---------- SUPPLIED DATA ----------
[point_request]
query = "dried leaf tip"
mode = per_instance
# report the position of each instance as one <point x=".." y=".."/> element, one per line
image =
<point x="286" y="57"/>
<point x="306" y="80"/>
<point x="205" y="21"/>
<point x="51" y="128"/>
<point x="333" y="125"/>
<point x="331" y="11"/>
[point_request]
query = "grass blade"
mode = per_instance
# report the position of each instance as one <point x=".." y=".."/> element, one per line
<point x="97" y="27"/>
----------
[WHAT IS REQUIRED]:
Your response should be each line that includes the word "query", copied from the records.

[YOUR RESPONSE]:
query = "dried leaf tip"
query = "grass blade"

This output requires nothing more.